───── Text provided ─────

# Support Vector Machines (SVM): Theory and Implementation

## 1. Introduction

Support Vector Machines (SVMs) are powerful supervised learning algorithms used for classification and regression tasks. Introduced by Vapnik and colleagues in the 1990s, SVMs have become one of the most robust and well-studied classification methods in machine learning.

The fundamental idea behind SVMs is to find the optimal hyperplane that maximally separates data points belonging to different classes.

## 2. Mathematical Foundation

### 2.1 Linear SVM for Separable Data

Consider a binary classification problem with training data $\{(\mathbf{x}_i, y_i)\}_{i=1}^{n}$, where $\mathbf{x}_i \in \mathbb{R}^d$ and $y_i \in \{-1, +1\}$.

A hyperplane in $\mathbb{R}^d$ can be written as:

$$\mathbf{w}^T \mathbf{x} + b = 0$$

where $\mathbf{w} \in \mathbb{R}^d$ is the normal vector to the hyperplane and $b \in \mathbb{R}$ is the bias term.

───── Material ─────

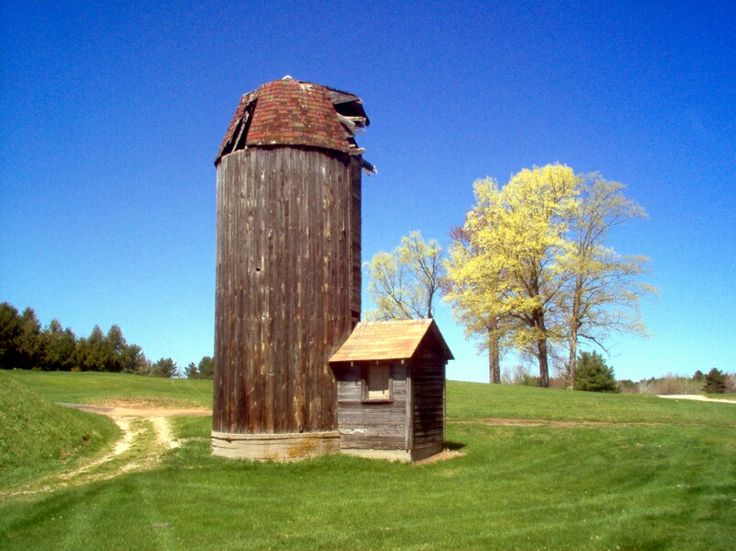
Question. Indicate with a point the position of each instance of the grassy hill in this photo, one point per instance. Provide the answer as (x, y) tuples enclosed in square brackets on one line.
[(580, 471), (38, 437)]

─────

» **Written instruction**
Continue the text on support vector machines, beginning immediately after its final sentence.

» **Written reply**
### 2.2 The Margin

The **margin** is defined as the perpendicular distance between the hyperplane and the nearest data points from either class. For a correctly classified point, we require:

$$y_i(\mathbf{w}^T \mathbf{x}_i + b) \geq 1$$

The geometric margin (distance from a point to the hyperplane) is:

$$\gamma_i = \frac{y_i(\mathbf{w}^T \mathbf{x}_i + b)}{\|\mathbf{w}\|}$$

The total margin width is $\frac{2}{\|\mathbf{w}\|}$.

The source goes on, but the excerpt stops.